_Passage provided_.
+--

Ehrenfels, surrounded by vineyards, is one such castle. Its old glory was extinguished because the French “Sun King” Louis XIV (1638-1715), who was a warlike prince, left little of it standing. When he laid claim to the extinct Counts Palatine of Lautern and of Simmern in the War of the Palatinate Succession, his troops covered the areas with a brutal military strategy.
Scorched Earth
The castle fell victim to the “scorched earth” on 30 May 1689, and today it provides little information about its original architectural condition. Despite several sieges, it survived the Thirty Years’ War from 1618-1648 largely unscathed.
The “castrum in Erenvails” was a jewel and more castle than fortress. A depiction in the “Thesaurus philopoliticus” or “Political Treasure Chest” from the middle of the 17th century, probably gives a good representation of its beautiful shape.
"castrum in Erenvails"
Between 1208 and 1220, Philip III of Bolanden probably built it in place of a previous building. There are no further documents about it – it only appears in writing when his widow had to hand it over to his former employer, the archbishop of Mainz.
The trapezoidal inner bailey with a narrow courtyard had an elongated, three-storey palas facing the Rhine as well as a colossal shield wall with battlements and two round towers on the northern slope rising to the Niederwald. A moat protected this side.

+--

_Excerpted records_.
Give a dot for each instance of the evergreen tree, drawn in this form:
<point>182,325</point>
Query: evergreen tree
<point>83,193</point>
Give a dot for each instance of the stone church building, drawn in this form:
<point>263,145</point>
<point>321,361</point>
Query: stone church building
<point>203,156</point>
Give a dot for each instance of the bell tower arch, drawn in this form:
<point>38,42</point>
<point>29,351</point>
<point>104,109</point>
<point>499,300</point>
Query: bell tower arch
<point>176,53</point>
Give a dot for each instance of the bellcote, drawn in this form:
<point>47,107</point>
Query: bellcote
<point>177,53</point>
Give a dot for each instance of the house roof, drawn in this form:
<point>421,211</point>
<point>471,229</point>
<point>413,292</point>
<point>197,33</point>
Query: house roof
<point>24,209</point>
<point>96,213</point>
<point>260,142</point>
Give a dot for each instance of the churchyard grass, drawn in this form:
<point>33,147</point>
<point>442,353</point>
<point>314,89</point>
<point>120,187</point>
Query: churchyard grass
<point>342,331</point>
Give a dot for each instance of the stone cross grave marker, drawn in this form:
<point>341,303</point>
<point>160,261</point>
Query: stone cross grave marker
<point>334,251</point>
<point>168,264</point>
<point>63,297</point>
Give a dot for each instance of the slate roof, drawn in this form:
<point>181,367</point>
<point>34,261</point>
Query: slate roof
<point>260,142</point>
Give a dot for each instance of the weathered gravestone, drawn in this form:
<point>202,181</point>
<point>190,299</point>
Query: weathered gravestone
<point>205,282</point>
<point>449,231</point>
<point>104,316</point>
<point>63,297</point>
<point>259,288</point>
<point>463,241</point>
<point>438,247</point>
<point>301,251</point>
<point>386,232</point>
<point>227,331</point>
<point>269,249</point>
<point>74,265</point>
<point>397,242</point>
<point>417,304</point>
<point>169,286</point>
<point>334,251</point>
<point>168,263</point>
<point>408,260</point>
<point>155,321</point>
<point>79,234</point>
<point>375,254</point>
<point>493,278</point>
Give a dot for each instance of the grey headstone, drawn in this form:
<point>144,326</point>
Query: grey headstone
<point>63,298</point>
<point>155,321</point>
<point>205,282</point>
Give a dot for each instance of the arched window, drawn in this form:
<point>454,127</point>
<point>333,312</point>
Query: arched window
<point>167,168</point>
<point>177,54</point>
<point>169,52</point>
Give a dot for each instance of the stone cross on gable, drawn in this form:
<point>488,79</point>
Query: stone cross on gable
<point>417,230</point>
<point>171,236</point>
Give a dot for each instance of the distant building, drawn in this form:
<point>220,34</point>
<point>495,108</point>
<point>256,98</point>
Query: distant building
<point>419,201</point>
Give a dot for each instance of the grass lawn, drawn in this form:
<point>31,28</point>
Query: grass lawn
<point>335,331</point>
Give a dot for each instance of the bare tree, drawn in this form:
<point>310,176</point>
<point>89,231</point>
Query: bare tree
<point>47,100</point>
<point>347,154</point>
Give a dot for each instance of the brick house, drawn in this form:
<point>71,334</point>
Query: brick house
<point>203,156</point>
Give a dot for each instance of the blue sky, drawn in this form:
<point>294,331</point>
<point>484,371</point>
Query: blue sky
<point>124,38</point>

+--

_What to do_.
(A) From the passage on Ehrenfels Castle, copy word for word the stretch from "Between 1208 and" through "protected this side.".
(B) According to the passage on Ehrenfels Castle, on what date did the castle fall victim to the "scorched earth"?
(C) Continue the passage on Ehrenfels Castle from the point where it ends.
The items play no part in what follows and can be set aside.

_Answers for this exercise_.
(A)
Between 1208 and 1220, Philip III of Bolanden probably built it in place of a previous building. There are no further documents about it – it only appears in writing when his widow had to hand it over to his former employer, the archbishop of Mainz.
The trapezoidal inner bailey with a narrow courtyard had an elongated, three-storey palas facing the Rhine as well as a colossal shield wall with battlements and two round towers on the northern slope rising to the Niederwald. A moat protected this side.

(B) 30 May 1689

(C)
Reconstruction and Extensions in the late Middle Ages
In the 14th century, when the archbishops and electors of Mainz used it as a residence and temporary stronghold for the cathedral treasure, it was rebuilt for the first time and later extended to the east. New upper storeys and crowns were added to the flanking towers, which were now 33 metres high, a second battlement and, behind a circular wall, another residential building next to a gateway, and finally an additional gate with a drawbridge.
On the banks of the Rhine, at the foot of the castle, there were houses that had not been preserved, for Ehrenfels also fulfilled the function of a customs revenue centre for the Mainz archbishopric, the cathedral chapter and other beneficiaries as early as the early 14th century.
There Was No Getting past This Station
This also included the “Mäuseturm” (Mouse Tower) on an offshore island. All in all, a perfect clamp on the difficult-to-pass Binger Loch in the Rhine, along which merchant ships made only slow progress. The toll tower, which became the Mouse Tower through a legend, can be visited, the ruins of Ehrenfels Castle unfortunately only from the outside. A pair of falcons has been breeding there for many years and in case of doubt, nature conservation takes precedence over tourism.